By BOB ANEZ/AP Political Writer
HELENA - When it comes to tuning Montana's economy, the six major gubernatorial candidates have plenty of ideas. But few offer a yardstick by which voters can measure the success of those ideas.
In response to questions by The Associated Press about their plans for economic improvement, the candidates came up with a potpourri of proposals. The list ranges from repealing key environmental laws and enacting a sales tax to impeaching wayward judges and transforming Montana into a Mecca for hydrogen power.
While the contenders all talked of creating more jobs - sometimes hundreds more - and encouraging more investment in the state, only two responded to a request to provide any method for Montanans to gauge progress.
Democrat John Vincent of Bozeman said that, after his first four-year term, the state's economic grade by various national financial publications will be no worse than a B. Montana typically has received grades of C or worse in such reports.
Republican Pat Davison of Billings expects lower unemployment and a net increase in jobs by the end of his first term. However, he did not set targets for either economic measure or acknowledge that some job growth in Montana is certain simply because of population growth.
Each candidate was asked for three specific actions they would take as governor to create some ''measurable'' improvements in the economy and to explain the improvements.
The candidates were given 10 days to respond. All but Republican Bob Brown met that deadline.
Republican Tom Keating of Billings, a former state senator and oilman, offered one of the most dramatic remedies for Montana's poor economy by recommending elimination of the Montana Environmental Policy Act and the Major Facility Siting Act.
Conservation interests have used those environmental laws as the basis for court challenges to block development such as power plants, oil and gas drilling, and mining, he said. Repeal, he predicted, will mean greater investment and more jobs linked to production and processing of natural resources.
Keating said his third move would be repeal of a 1998 ban on the use of cyanide in new gold mines.
Fellow Republican Ken Miller of Laurel, also a former state senator, faulted the court system and its judges for Montana's myriad problems, including its lackluster economy.
''I have come to realize that at the core of nearly every concern is a decision by a zealot judge that has assumed the role of legislating,'' he wrote.
Miller vowed a campaign as governor to remove judges who, in his view, have gone too far in their rulings. Impeachment should an option in such cases, he said.

+ + + + +

### Given task
Decide whether each statement below agrees with the article above about Montana's gubernatorial candidates and the economy. For each, answer yes or no and quote the words from the article that settle it.
1. Every candidate answered the AP within the 10 days allowed.
2. Tom Keating would seek repeal of a 1998 ban on cyanide use in new gold mines.
3. Pat Davison set specific targets for unemployment and job growth.

+ + + + +

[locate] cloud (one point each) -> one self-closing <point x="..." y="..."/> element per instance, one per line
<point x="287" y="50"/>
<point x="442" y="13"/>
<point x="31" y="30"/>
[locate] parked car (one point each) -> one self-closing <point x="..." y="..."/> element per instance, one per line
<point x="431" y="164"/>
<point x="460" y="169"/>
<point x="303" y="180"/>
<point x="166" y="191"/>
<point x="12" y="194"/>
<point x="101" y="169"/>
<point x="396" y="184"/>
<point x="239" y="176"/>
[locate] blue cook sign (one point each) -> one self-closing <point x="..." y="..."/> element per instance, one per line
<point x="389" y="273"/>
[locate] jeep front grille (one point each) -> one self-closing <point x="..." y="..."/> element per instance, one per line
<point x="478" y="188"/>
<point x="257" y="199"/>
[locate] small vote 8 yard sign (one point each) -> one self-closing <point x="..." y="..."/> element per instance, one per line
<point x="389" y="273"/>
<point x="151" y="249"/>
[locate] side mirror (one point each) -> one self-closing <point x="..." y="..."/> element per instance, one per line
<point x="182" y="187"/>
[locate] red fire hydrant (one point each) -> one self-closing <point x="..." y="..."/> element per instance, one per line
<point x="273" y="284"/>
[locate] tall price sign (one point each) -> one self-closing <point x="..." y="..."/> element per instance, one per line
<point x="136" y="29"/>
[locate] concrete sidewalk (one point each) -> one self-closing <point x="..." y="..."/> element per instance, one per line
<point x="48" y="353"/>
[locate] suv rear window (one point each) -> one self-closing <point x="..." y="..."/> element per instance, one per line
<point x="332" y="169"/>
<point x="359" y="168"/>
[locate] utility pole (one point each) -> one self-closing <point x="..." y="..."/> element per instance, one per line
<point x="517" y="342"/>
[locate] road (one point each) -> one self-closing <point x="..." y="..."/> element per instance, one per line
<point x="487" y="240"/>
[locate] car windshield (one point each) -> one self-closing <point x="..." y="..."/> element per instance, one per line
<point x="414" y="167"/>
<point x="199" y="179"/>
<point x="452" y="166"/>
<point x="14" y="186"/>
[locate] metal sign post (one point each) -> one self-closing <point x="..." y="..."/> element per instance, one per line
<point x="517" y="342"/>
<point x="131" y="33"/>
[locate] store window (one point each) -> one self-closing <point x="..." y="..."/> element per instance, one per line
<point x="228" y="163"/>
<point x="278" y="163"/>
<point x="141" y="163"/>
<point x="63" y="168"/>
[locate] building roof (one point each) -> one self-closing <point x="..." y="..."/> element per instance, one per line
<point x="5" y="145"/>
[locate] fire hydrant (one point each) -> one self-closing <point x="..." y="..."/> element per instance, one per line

+ + + + +

### Exercise result
1. No: "All but Republican Bob Brown met that deadline."
2. Yes: "Keating said his third move would be repeal of a 1998 ban on the use of cyanide in new gold mines."
3. No: "he did not set targets for either economic measure"